■ **INSTRUCTIONS TO FOLLOW**
Produce as output only the lines below starting at the line with "box: [292, 168, 307, 178]" and continuing through the line with "172V166L293 168L294 178L297", each one exactly as written.

■ **THE INPUT**

*** Block opens ***

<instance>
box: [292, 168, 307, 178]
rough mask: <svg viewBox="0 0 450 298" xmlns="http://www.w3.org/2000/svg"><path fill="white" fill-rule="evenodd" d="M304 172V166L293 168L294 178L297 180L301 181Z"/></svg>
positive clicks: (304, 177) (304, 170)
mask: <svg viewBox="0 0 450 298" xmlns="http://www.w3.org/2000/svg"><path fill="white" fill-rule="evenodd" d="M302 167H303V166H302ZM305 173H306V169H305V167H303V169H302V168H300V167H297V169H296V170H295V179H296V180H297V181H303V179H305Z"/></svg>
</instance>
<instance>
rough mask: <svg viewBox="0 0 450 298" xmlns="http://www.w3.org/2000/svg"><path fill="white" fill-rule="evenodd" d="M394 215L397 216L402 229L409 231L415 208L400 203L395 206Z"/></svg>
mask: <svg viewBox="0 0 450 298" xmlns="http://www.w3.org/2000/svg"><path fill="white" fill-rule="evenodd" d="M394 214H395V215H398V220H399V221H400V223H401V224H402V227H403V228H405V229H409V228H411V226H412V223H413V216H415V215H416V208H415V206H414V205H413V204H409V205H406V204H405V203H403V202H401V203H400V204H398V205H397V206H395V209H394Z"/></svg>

*** Block closes ***
*** Block opens ***

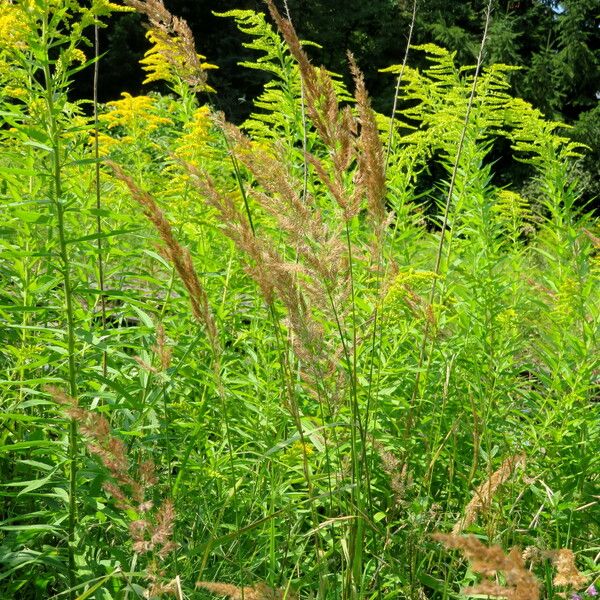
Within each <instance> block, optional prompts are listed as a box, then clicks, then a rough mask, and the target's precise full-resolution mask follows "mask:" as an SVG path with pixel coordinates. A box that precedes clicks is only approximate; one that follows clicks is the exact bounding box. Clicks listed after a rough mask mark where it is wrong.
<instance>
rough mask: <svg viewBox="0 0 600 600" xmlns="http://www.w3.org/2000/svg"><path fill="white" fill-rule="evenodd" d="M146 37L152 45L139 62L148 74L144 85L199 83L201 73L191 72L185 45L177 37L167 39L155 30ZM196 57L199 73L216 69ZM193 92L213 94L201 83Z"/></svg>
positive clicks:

*** Block closes ***

■ **TASK SOLUTION**
box: [292, 168, 307, 178]
rough mask: <svg viewBox="0 0 450 298" xmlns="http://www.w3.org/2000/svg"><path fill="white" fill-rule="evenodd" d="M304 172V166L293 168L294 178L297 180L301 181Z"/></svg>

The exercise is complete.